● **WRITTEN INSTRUCTION**:
Render the data below as a JSON list of strings, one string per line, with blank lines omitted.

● **GIVEN DATA**:
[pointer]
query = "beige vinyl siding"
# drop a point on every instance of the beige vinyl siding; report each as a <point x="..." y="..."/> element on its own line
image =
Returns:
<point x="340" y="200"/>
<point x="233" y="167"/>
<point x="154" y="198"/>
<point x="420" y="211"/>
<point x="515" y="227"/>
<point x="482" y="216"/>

● **SOLVED PROBLEM**:
[
  "[pointer]",
  "query = \"beige vinyl siding\"",
  "# drop a point on every instance of the beige vinyl siding; report each as a <point x=\"...\" y=\"...\"/> element on its own line",
  "image =",
  "Returns:",
  "<point x=\"340\" y=\"200\"/>",
  "<point x=\"233\" y=\"167\"/>",
  "<point x=\"154\" y=\"198\"/>",
  "<point x=\"420\" y=\"211\"/>",
  "<point x=\"515\" y=\"227\"/>",
  "<point x=\"482\" y=\"216\"/>"
]